Gaudeamus igitur
Un mondo di casermoni, case alveari, anonimi non luoghi, una cittadina di montagna della Transilvania, ma potrebbe essere una periferia in una qualsiasi città del mondo, fa da teatro alle vicende di Romeo Aldea, un medico di mezza età, alle prese con una figlia che ha subito un’aggressione e che dovrebbe conseguire il diploma delle superiori per poi poter trasferirsi con borsa di studio in un’università inglese, con un’amante e con un misterioso vandalo che gli frantuma i finestrini a sassate o gli fa dispetti come alzargli i tergicristalli. Con questa vicenda narrata in Un padre, una figlia (Bacalaureat il titolo originale) il regista Cristian Mungiu, tornato in Concorso al Festival di Cannes 2016, offre un nuovo desolante spaccato della società del suo paese, in un piccolo agglomerato urbano, desolato, dove circolano tanti cani randagi. Una battuta chiave arriva verso la metà del film: Romeo si rammarica che nel 1991 lui e i suoi coetanei, dopo la caduta del regime, decisero di rimanere nel paese per ricostruirlo, animati da quel fermento tipico del dopo di una rivoluzione. Un senso forte di disillusione lo porta ora a fare il possibile, finanche carte false, affinché la figlia possa invece trasferirsi da quel mondo e studiare in un’università britannica.

--

• Serie di esercizi:
**1)** Risponda brevemente alle domande sul brano sul film di Mungiu:
(a) In quale regione si trova la cittadina di montagna in cui si svolge la vicenda?
(b) Qual è il titolo originale del film?
(c) In quale anno Romeo e i suoi coetanei decisero di rimanere nel paese per ricostruirlo?
**2)** Fornisca la prosecuzione del brano sul film di Mungiu, riprendendo dopo la sua ultima frase.
Le righe non sono necessarie per lo svolgimento degli esercizi.

--

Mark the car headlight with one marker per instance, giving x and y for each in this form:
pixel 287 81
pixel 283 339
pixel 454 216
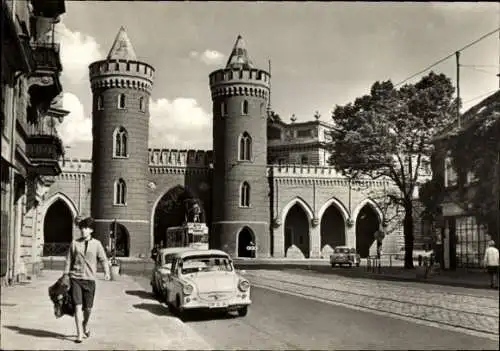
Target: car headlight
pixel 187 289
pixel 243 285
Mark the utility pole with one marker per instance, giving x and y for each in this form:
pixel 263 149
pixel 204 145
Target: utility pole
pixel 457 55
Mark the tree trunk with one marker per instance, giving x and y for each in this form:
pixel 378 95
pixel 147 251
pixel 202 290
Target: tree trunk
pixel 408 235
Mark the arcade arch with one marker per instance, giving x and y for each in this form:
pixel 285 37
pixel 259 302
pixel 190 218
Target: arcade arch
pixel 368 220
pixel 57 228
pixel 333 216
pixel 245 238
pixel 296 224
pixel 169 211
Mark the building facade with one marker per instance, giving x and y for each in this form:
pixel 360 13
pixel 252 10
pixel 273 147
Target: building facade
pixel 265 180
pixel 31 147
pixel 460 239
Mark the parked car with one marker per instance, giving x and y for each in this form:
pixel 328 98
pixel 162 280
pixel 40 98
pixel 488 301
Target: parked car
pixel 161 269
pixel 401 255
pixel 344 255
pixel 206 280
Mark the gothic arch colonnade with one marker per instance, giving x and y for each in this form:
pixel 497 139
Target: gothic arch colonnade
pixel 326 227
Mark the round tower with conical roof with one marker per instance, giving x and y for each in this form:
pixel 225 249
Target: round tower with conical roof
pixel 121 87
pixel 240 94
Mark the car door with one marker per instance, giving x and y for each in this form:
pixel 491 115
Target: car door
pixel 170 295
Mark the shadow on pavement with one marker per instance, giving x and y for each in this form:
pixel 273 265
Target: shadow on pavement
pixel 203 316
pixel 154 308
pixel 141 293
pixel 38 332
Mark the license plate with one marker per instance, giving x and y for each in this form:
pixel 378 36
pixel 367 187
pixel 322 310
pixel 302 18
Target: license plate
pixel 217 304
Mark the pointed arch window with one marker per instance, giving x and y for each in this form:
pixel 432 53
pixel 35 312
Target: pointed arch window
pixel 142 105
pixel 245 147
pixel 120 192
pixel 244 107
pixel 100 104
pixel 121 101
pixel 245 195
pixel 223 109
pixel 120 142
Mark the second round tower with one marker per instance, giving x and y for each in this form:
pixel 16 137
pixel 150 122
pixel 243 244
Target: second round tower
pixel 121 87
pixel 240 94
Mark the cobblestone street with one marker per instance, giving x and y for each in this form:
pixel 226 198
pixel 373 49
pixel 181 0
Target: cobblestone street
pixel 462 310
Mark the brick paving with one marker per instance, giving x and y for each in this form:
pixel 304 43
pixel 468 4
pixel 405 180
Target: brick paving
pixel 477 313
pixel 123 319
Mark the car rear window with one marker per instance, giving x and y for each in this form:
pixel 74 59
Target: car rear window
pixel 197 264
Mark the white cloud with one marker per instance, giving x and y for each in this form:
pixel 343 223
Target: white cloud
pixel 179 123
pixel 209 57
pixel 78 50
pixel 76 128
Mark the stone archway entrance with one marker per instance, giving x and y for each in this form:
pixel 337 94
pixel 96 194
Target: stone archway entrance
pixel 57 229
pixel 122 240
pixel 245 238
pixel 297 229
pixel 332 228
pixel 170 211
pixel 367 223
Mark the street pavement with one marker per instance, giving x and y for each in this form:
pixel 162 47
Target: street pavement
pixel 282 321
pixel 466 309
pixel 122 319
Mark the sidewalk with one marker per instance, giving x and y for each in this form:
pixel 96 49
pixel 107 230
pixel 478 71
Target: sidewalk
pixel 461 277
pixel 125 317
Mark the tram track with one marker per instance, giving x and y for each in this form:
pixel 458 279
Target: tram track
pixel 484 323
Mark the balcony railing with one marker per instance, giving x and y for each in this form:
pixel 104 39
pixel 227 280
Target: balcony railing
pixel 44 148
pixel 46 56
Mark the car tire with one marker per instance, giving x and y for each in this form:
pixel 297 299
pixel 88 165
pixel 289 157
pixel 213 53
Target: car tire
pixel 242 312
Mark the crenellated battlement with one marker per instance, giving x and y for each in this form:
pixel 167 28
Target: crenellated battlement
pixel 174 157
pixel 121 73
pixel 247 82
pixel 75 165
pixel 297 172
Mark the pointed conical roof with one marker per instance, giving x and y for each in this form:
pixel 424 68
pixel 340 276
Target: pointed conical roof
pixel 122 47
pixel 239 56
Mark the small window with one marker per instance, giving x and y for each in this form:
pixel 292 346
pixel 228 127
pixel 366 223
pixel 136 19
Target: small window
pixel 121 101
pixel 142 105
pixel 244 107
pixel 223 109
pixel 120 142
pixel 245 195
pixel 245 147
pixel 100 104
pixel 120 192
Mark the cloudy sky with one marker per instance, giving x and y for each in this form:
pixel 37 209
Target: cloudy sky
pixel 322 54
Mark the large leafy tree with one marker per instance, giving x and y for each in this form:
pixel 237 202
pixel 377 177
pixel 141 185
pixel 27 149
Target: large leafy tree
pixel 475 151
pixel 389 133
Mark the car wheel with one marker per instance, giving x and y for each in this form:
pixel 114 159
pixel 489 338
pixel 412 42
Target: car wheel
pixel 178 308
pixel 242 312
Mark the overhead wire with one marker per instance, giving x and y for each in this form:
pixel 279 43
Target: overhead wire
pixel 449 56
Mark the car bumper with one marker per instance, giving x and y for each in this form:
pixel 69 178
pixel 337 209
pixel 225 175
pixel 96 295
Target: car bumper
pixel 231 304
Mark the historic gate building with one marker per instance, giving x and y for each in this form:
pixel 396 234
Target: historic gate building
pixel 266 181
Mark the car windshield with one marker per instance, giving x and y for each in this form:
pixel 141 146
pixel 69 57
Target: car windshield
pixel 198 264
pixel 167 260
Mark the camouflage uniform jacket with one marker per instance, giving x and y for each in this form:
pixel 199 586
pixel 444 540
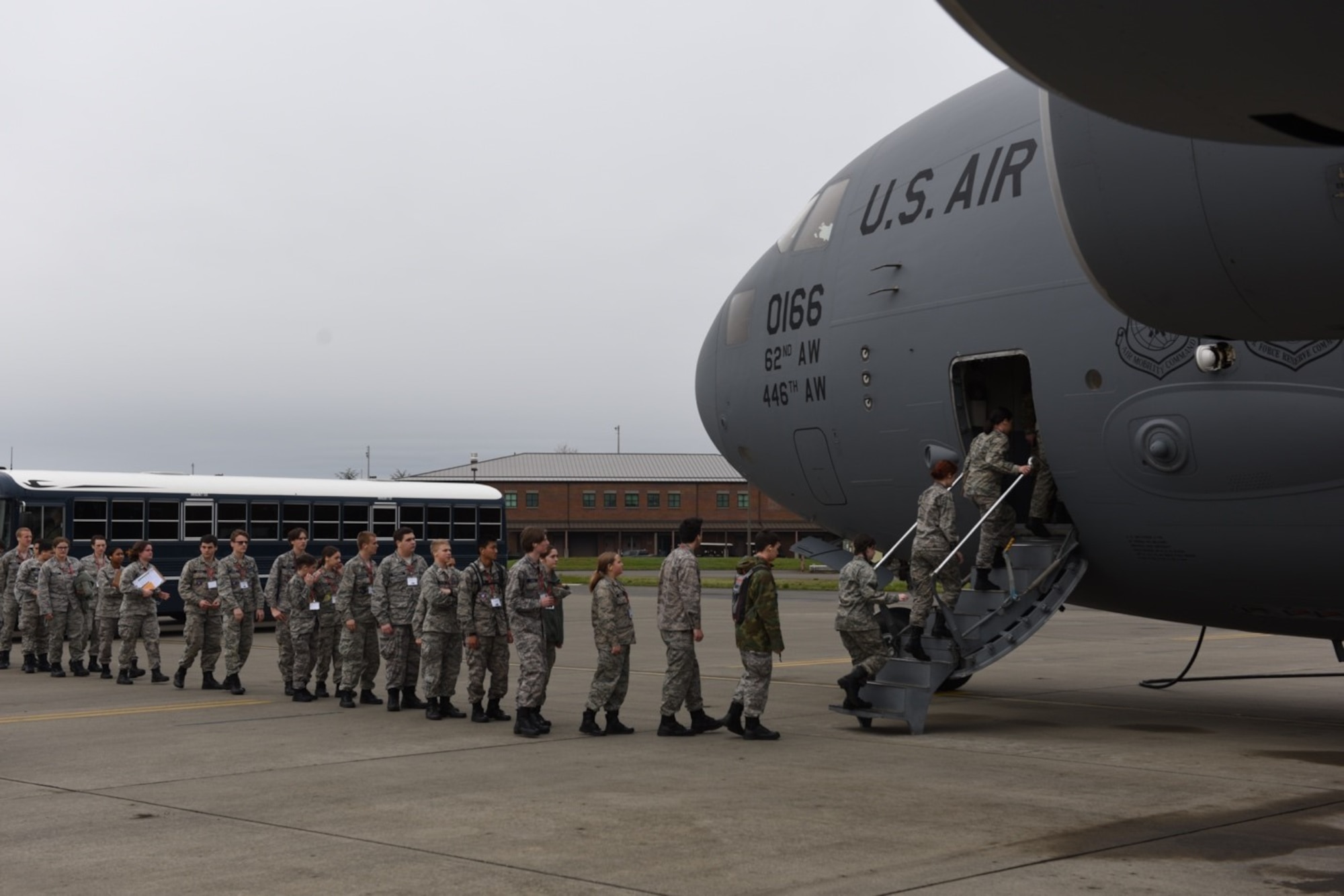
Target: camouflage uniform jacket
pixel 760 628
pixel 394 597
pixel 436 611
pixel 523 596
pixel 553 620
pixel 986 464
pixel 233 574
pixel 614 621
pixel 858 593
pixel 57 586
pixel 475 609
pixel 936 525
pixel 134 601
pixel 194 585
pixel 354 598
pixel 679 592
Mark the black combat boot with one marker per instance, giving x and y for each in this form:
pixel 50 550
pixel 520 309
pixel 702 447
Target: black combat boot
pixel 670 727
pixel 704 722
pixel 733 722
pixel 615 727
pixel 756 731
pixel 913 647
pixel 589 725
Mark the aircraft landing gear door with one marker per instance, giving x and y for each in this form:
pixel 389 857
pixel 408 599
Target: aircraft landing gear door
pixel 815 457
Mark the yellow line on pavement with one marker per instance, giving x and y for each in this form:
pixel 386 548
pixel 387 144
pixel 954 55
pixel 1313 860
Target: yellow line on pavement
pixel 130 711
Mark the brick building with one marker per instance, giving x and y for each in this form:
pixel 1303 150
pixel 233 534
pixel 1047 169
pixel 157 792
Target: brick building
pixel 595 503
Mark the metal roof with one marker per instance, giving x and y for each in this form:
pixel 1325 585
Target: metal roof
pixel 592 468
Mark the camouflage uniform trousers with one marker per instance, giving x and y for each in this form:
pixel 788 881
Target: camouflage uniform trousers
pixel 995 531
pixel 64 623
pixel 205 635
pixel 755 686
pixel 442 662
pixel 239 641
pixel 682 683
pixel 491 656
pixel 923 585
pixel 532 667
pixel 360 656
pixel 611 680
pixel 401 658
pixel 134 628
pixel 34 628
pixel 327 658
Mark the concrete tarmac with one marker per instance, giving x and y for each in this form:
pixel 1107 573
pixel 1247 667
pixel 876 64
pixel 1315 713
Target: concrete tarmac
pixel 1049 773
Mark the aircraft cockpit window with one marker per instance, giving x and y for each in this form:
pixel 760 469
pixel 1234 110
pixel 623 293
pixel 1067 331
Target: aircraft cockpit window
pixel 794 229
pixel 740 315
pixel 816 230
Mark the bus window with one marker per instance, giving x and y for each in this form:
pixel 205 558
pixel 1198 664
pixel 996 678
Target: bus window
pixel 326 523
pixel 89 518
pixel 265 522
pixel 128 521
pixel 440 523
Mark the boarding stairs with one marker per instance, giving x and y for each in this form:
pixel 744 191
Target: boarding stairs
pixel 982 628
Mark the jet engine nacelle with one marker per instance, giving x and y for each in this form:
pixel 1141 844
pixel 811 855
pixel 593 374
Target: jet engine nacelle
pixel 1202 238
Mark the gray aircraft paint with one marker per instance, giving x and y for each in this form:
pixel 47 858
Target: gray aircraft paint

--

• Risposte agli esercizi:
**1)**
(a) In Transilvania.
(b) Bacalaureat.
(c) Nel 1991.

**2)**
Romeo è una figura, squallida, mediocre, ritratto di una piccola borghesia mediocre del paese. Contradditorio, doppio e falso. Quando viene a sapere che la figlia ha perso da poco la verginità con il suo fidanzato, dal referto della polizia sulla violenza subita da cui si evince, avendo accertato che non ha subito uno stupro, che non è illibata, si indispettisce e se la prende con la moglie, con cui invece la figlia si era confidata, per non averglielo riferito. Ma a sua vola lui ha una relazione adulterina con una bella amante che mantiene segreta. Sarà la figlia, che è a conoscenza di questo segreto non si sa come, a intimargli di rivelarlo alla madre, che pure sa o sospetta qualcosa. Il mondo del film è un piccolo spaccato di società dove tutti si osservano, o si spiano, dove tutti hanno piccoli segreti inconfessabili, dove tutti sanno qualcosa in più di quello che dovrebbero. E dove a essere elusa è invece l’onniscienza dello spettatore cui Mungiu lascia non pochi elementi irrisolti. Chi ha aggredito la ragazza? E chi è il misterioso vandalo che lancia i sassi contro i finestrini di Romeo? Il bambino mascherato? O uno degli altri personaggi? E per quale motivo? E forte è il sospetto che la figlia abbia macchinato qualcosa, forse per non volere andare all’estero.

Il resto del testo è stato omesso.